_Exercise details_.
Write out the passage of the Arizona motorcycle insurance text between "These requirements help" and "in the future.", inclusive.
====== Provided text ======
With its scenic roads, diverse terrain, and warm climate – Arizona is an ideal destination for motorcycle enthusiasts.
To legally operate a motorcycle in Arizona, you must have insurance coverage that meets requirements in the “Grand Canyon State.”
These requirements help protect riders and other parties involved in accidents or collisions, ensuring financial responsibility for damages and injuries.
Arizona Motorcycle Insurance Minimum Requirements
To satisfy Arizona’s motorcycle insurance requirements, your policy must include the following coverage limits:
- $25,000 bodily injury liability per person
- $50,000 in total bodily injury per accident
- $15,000 property damage liability
Though these minimum coverage amounts are reasonable, it may be smart to consider additional coverage.
Note: Motorcycle insurance requirements in Arizona are documented by the ADOT (Arizona Department of Transportation). These requirements may change in the future.
Motorcycles & Two-Wheeled Vehicles Defined in Arizona
Arizona classifies motorcycles, motor-driven cycles, and motorized bicycles as two-wheeled vehicles requiring insurance.
====== Provided records ======
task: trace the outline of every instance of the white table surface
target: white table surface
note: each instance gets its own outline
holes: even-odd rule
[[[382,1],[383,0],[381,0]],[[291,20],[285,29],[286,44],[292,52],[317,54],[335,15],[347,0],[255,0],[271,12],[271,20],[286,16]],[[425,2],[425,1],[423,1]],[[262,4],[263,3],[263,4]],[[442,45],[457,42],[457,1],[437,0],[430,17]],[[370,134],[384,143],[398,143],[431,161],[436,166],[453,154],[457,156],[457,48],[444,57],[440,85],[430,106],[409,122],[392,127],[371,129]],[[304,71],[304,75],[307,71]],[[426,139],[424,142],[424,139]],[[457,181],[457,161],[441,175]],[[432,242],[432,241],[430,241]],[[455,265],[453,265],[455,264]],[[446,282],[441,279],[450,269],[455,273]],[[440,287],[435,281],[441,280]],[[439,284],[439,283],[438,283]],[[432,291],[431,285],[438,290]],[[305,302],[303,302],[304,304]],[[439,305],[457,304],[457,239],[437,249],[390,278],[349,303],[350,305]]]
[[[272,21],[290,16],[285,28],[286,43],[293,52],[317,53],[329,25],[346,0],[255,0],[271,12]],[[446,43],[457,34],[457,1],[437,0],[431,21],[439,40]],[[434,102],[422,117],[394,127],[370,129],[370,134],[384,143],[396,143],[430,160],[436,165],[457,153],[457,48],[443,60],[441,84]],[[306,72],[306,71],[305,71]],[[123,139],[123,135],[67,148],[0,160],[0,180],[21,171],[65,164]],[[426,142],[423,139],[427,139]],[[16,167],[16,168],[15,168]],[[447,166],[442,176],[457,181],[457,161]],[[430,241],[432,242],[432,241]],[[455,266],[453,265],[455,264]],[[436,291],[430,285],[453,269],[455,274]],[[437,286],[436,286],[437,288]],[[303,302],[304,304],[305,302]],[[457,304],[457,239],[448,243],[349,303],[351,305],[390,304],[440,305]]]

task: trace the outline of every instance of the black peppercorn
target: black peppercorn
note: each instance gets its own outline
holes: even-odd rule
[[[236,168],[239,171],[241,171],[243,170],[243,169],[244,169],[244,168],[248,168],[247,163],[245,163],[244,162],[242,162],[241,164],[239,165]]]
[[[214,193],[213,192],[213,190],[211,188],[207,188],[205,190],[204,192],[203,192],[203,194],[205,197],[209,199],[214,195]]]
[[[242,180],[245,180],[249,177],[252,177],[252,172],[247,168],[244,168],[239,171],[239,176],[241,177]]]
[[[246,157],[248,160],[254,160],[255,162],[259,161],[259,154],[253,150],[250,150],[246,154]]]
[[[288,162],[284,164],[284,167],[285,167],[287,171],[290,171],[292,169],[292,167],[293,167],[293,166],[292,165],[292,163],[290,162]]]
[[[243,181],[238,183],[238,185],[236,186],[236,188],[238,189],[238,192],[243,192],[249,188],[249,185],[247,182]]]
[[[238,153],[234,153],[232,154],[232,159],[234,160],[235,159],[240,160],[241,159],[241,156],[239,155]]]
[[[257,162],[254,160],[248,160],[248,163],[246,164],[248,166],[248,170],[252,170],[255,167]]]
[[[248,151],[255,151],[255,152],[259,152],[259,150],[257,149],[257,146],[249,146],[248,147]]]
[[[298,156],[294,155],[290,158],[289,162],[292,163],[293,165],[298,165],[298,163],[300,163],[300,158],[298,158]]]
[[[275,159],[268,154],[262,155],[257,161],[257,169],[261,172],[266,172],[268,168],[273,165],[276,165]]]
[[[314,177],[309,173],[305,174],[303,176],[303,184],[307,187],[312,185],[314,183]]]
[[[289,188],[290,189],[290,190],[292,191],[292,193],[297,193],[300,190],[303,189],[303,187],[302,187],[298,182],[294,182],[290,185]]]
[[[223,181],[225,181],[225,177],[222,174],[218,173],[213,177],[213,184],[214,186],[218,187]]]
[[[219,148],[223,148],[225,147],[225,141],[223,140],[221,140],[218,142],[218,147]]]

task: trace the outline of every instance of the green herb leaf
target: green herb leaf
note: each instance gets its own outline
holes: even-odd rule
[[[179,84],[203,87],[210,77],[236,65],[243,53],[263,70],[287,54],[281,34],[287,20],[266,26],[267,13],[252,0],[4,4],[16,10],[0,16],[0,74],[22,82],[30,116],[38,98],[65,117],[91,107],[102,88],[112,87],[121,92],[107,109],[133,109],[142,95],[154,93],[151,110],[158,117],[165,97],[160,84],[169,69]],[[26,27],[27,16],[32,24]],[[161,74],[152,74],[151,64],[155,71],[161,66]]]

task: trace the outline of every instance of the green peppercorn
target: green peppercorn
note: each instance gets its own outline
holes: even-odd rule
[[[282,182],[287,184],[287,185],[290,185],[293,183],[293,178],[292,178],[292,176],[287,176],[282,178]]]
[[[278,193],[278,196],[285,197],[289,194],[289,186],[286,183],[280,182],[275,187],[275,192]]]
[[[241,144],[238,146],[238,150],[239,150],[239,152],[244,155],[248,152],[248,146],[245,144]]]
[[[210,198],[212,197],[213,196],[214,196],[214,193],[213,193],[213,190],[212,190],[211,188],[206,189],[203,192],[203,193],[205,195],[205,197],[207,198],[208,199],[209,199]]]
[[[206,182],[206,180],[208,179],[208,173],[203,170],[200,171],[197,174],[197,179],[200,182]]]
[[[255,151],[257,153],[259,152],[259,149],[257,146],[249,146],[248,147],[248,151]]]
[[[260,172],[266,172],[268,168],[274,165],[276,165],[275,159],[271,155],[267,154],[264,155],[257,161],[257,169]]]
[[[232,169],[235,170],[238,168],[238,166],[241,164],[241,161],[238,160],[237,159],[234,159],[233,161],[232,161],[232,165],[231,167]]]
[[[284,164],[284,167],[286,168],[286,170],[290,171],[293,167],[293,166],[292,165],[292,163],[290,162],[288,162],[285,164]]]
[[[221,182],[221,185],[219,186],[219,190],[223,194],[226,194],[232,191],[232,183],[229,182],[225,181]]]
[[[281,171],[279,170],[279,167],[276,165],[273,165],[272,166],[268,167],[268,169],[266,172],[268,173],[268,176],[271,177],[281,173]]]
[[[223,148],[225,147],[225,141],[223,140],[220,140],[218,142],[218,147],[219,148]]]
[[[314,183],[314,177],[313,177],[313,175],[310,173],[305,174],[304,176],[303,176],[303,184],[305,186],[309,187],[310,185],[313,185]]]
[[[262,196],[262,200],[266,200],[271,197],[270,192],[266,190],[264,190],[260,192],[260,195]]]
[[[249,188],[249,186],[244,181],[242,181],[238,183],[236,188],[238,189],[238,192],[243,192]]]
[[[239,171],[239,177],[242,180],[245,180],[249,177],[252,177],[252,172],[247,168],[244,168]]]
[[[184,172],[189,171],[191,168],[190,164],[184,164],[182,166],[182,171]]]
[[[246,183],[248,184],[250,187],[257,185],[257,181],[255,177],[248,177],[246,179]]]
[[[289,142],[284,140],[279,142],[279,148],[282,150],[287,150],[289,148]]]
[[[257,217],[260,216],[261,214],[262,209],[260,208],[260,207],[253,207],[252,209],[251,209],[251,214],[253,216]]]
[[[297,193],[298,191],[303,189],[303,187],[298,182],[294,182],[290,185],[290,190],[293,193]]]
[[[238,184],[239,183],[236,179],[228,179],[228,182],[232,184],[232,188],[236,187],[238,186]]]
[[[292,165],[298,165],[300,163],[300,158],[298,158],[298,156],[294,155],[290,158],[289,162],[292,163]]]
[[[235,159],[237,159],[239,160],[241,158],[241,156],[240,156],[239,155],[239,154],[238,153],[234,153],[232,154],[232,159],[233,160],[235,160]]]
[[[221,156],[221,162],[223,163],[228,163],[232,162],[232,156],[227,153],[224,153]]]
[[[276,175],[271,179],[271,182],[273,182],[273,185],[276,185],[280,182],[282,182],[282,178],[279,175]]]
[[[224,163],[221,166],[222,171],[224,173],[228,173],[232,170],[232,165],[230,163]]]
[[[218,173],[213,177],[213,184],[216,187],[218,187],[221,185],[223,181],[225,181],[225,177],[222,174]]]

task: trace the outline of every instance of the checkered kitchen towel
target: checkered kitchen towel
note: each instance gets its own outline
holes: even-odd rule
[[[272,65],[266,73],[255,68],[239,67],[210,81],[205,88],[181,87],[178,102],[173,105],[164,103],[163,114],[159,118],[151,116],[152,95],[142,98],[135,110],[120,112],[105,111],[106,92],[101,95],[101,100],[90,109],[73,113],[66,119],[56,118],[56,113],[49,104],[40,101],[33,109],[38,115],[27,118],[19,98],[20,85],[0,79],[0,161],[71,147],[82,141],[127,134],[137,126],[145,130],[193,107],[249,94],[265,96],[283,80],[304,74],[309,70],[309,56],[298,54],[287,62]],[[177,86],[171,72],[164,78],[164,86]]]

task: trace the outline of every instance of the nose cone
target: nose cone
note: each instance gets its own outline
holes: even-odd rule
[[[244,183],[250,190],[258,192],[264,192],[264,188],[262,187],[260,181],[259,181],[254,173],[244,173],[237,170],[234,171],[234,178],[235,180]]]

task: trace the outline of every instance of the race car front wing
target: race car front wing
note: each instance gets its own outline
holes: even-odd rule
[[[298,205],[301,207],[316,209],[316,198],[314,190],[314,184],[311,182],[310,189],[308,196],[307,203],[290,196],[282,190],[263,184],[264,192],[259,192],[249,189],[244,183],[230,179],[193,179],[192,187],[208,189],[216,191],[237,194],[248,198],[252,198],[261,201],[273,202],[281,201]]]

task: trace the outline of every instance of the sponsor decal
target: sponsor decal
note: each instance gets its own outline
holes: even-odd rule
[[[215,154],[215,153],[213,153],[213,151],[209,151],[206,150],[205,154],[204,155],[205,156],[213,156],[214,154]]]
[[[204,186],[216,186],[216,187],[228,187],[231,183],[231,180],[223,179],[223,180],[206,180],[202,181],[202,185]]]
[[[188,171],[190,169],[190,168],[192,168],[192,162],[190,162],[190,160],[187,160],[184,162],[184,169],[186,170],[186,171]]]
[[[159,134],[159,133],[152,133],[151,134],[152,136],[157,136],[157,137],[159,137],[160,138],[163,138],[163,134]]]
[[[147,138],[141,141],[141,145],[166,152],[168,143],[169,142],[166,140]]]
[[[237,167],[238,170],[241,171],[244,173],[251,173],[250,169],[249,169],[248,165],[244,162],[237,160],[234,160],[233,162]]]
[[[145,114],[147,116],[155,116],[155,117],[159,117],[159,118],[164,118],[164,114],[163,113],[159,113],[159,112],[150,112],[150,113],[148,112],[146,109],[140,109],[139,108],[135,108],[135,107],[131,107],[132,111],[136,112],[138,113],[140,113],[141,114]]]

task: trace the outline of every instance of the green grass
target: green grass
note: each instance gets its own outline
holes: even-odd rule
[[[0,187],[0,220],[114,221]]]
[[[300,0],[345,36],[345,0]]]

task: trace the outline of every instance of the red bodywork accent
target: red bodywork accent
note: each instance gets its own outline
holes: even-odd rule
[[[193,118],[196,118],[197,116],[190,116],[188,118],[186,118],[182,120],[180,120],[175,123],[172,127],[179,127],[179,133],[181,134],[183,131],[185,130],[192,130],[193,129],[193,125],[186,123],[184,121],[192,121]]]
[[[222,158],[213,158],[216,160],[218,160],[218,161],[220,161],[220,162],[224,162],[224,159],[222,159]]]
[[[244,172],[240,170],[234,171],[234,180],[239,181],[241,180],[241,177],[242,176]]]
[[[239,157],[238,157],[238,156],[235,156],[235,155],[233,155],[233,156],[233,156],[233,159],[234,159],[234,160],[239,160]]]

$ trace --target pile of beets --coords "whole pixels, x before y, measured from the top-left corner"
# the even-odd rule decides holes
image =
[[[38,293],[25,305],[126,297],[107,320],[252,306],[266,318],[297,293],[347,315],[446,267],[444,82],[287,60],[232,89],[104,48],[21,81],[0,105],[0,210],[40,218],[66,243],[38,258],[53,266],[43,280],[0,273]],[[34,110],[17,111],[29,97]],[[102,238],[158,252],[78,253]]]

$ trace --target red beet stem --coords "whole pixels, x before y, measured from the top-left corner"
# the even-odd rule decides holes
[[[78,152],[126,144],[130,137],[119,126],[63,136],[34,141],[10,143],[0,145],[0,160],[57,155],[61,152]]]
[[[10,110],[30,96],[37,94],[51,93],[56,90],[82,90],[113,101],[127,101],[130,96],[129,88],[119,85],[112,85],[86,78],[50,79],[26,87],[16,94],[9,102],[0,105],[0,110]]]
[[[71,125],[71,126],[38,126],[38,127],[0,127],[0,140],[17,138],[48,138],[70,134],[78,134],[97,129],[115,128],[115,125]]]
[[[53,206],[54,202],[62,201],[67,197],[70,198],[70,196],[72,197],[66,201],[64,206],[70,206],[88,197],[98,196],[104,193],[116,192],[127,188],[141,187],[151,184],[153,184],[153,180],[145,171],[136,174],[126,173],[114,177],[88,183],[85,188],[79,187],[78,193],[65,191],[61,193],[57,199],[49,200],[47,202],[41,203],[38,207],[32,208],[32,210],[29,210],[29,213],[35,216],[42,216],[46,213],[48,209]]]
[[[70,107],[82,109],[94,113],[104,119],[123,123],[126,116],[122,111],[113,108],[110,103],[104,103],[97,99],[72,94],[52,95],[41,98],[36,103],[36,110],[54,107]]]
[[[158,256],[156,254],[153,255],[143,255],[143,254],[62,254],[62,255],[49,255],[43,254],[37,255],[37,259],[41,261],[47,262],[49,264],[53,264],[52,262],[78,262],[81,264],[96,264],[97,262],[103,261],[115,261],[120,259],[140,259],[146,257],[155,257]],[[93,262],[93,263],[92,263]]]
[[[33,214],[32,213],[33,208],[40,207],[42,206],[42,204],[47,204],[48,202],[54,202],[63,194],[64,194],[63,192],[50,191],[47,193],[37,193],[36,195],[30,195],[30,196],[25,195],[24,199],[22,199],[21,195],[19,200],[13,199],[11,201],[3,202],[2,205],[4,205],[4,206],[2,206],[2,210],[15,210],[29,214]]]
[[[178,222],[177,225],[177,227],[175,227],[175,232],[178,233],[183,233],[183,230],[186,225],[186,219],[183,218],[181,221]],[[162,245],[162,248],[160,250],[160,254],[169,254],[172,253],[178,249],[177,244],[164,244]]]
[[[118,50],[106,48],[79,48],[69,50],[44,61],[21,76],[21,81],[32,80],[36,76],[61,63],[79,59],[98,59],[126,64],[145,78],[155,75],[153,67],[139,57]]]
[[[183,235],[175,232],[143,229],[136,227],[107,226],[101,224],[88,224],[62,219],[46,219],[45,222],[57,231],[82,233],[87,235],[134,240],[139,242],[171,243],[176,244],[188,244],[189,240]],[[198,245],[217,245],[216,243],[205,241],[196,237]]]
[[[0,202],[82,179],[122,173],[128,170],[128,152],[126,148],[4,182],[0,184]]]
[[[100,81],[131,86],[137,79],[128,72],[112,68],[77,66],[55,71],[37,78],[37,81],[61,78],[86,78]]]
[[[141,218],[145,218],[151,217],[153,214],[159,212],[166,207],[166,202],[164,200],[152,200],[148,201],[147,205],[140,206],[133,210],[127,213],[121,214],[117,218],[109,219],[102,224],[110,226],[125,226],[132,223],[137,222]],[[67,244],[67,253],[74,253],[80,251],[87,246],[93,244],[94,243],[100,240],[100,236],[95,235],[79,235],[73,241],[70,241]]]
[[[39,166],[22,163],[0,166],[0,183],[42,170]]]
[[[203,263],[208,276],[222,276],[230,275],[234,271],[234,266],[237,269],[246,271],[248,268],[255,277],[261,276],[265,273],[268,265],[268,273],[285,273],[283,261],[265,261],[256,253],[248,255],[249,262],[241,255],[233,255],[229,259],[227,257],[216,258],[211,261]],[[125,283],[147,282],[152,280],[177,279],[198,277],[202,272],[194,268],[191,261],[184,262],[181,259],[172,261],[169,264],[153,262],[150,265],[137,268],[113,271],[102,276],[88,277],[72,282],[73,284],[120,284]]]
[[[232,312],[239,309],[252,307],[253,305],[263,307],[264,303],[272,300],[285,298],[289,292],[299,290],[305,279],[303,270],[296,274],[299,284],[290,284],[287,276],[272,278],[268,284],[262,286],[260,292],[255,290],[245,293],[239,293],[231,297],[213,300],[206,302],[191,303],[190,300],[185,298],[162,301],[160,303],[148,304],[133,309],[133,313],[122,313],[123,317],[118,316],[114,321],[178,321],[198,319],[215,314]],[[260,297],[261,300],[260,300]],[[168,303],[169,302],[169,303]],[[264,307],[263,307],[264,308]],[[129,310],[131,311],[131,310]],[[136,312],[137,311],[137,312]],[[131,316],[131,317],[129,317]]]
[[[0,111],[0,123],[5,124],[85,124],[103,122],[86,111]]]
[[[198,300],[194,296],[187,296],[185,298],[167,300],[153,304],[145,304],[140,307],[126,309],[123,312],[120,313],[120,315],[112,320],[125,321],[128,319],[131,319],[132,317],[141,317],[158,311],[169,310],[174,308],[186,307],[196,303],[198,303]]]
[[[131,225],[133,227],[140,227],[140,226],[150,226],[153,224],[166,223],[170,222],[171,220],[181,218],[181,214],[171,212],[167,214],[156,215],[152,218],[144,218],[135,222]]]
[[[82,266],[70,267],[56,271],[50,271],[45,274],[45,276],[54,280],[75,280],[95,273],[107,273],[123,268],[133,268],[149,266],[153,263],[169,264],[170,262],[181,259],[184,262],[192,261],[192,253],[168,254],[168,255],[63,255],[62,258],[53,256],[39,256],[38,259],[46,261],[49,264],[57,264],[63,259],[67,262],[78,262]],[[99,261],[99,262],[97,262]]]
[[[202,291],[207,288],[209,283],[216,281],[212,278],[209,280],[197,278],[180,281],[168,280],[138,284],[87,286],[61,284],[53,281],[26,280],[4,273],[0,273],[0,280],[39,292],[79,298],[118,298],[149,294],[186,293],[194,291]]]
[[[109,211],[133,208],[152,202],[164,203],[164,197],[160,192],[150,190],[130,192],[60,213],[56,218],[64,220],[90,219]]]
======
_Response to the task_.
These requirements help protect riders and other parties involved in accidents or collisions, ensuring financial responsibility for damages and injuries.
Arizona Motorcycle Insurance Minimum Requirements
To satisfy Arizona’s motorcycle insurance requirements, your policy must include the following coverage limits:
- $25,000 bodily injury liability per person
- $50,000 in total bodily injury per accident
- $15,000 property damage liability
Though these minimum coverage amounts are reasonable, it may be smart to consider additional coverage.
Note: Motorcycle insurance requirements in Arizona are documented by the ADOT (Arizona Department of Transportation). These requirements may change in the future.